» **REQUIREMENTS**
Reproduce exactly the final portion of the data: every line from the one containing "Where can you see the reclining" through the last line, inclusive.

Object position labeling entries

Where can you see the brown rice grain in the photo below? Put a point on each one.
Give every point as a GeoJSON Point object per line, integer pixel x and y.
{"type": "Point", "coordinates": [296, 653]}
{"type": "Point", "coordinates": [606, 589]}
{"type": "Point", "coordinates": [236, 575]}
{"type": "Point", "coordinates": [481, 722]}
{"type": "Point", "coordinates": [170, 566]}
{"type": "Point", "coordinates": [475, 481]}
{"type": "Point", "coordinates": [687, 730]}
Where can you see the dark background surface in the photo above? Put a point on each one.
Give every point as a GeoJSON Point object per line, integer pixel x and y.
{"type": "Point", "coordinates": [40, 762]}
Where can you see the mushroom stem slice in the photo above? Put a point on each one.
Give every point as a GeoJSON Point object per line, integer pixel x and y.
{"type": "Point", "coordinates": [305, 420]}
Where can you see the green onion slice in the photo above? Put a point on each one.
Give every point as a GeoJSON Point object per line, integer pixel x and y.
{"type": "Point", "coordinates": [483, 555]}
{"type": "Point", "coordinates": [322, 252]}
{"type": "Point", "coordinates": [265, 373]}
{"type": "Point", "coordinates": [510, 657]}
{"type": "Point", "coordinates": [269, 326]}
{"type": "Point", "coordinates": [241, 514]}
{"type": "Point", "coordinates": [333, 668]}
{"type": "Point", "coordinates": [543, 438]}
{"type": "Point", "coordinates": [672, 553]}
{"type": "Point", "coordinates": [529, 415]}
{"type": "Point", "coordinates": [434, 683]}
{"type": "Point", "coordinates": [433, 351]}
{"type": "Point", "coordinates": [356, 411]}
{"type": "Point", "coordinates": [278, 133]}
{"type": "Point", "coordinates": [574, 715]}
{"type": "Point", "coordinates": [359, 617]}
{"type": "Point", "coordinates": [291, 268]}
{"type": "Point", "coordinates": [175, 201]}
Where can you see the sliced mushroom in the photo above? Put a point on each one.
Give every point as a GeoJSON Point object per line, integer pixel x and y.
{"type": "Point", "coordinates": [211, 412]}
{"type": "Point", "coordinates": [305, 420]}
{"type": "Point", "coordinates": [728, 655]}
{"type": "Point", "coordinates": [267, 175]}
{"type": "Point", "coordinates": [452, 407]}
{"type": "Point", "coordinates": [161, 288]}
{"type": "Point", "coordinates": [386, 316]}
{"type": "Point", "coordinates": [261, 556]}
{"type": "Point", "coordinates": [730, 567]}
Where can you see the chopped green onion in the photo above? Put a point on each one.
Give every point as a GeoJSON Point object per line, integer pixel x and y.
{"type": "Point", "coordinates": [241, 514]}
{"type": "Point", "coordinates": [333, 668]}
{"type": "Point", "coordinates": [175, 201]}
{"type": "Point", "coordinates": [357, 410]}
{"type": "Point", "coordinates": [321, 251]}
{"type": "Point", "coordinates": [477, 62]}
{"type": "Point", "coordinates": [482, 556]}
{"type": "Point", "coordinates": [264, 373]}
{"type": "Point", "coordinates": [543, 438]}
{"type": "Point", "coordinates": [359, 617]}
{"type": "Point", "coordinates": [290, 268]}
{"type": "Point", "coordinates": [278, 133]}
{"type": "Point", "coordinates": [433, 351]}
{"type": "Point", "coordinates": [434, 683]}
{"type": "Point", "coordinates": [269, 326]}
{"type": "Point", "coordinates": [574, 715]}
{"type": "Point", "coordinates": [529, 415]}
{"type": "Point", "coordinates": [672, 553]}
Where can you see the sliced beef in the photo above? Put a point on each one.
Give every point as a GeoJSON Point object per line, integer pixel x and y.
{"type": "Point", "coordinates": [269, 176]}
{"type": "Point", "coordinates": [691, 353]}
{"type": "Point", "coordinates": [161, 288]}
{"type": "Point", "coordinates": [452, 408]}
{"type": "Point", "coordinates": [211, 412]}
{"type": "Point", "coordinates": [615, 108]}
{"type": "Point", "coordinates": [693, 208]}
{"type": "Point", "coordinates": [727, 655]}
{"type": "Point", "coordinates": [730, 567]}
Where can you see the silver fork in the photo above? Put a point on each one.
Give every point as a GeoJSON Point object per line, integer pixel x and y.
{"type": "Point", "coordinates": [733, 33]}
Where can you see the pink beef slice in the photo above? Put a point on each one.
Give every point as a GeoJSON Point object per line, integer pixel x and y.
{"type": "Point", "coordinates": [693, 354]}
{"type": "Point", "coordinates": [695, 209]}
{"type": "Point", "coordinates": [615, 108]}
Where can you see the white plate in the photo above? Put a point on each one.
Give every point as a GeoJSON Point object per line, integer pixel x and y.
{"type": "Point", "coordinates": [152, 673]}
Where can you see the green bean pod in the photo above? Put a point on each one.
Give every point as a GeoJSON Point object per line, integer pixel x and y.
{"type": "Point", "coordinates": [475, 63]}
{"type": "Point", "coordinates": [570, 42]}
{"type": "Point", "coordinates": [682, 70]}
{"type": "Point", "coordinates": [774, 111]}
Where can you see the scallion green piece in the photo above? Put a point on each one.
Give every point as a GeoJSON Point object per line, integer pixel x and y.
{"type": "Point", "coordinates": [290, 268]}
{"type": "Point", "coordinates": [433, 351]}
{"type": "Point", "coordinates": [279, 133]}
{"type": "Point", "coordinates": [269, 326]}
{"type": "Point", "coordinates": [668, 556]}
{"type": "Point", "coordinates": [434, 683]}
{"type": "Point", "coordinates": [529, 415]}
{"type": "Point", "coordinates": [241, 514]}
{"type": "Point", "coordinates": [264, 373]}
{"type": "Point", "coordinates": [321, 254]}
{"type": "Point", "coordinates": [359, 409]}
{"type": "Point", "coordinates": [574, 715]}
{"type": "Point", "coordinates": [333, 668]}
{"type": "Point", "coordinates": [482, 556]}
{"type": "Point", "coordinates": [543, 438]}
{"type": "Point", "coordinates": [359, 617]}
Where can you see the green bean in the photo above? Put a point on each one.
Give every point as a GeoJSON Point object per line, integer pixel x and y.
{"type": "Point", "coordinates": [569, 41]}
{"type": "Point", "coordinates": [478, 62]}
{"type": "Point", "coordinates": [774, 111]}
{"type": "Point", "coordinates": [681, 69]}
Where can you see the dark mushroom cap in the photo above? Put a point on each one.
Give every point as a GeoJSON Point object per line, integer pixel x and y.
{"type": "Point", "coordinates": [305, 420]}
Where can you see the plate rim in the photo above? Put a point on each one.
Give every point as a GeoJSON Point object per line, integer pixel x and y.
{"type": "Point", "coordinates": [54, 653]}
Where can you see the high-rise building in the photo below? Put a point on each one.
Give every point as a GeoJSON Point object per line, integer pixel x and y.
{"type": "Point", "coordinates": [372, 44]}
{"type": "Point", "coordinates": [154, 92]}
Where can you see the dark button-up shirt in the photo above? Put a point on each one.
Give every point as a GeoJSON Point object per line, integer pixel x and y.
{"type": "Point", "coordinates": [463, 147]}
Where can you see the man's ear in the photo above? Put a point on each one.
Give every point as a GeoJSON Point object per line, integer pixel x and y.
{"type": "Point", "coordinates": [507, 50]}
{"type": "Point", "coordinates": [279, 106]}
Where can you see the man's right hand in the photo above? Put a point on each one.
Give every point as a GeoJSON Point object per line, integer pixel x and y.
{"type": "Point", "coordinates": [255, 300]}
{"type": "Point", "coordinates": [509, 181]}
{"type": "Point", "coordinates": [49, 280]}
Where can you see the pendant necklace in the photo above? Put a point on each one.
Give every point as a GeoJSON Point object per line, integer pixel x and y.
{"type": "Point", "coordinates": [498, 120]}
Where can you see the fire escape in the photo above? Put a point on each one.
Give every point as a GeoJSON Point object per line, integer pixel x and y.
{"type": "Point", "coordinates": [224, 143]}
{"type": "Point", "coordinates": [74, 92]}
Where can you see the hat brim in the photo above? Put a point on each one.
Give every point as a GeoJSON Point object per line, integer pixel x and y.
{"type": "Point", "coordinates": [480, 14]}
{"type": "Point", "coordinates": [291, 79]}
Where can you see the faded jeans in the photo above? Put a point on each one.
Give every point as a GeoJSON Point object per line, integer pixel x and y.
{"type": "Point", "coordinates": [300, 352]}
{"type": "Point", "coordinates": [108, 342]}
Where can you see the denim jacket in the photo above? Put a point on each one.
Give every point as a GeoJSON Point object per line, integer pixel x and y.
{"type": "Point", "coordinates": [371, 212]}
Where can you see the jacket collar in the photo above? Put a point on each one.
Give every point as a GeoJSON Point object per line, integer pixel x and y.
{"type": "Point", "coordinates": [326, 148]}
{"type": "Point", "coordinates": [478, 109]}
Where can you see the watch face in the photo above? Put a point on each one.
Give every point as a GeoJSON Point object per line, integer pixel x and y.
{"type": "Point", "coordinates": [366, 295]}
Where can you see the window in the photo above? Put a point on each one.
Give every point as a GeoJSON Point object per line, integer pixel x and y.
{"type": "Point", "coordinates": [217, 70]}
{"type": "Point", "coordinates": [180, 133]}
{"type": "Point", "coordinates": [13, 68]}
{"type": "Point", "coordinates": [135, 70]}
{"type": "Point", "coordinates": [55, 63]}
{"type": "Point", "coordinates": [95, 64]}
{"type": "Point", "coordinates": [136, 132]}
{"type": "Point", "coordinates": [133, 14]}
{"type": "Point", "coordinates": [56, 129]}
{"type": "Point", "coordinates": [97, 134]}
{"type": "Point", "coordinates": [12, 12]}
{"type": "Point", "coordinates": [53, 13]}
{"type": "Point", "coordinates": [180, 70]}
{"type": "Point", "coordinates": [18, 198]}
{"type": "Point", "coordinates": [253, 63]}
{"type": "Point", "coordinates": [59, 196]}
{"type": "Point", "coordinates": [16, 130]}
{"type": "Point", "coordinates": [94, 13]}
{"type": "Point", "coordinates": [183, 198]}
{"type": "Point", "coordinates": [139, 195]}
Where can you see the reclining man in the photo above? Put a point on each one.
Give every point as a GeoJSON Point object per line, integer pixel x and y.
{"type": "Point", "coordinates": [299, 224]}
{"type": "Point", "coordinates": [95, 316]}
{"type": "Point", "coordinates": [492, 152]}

» **COMPLETED TASK**
Where can you see the reclining man in the photo above? Put a point on each one.
Give every point as a GeoJSON Point object per line, integer pixel x and y.
{"type": "Point", "coordinates": [299, 224]}
{"type": "Point", "coordinates": [95, 316]}
{"type": "Point", "coordinates": [492, 152]}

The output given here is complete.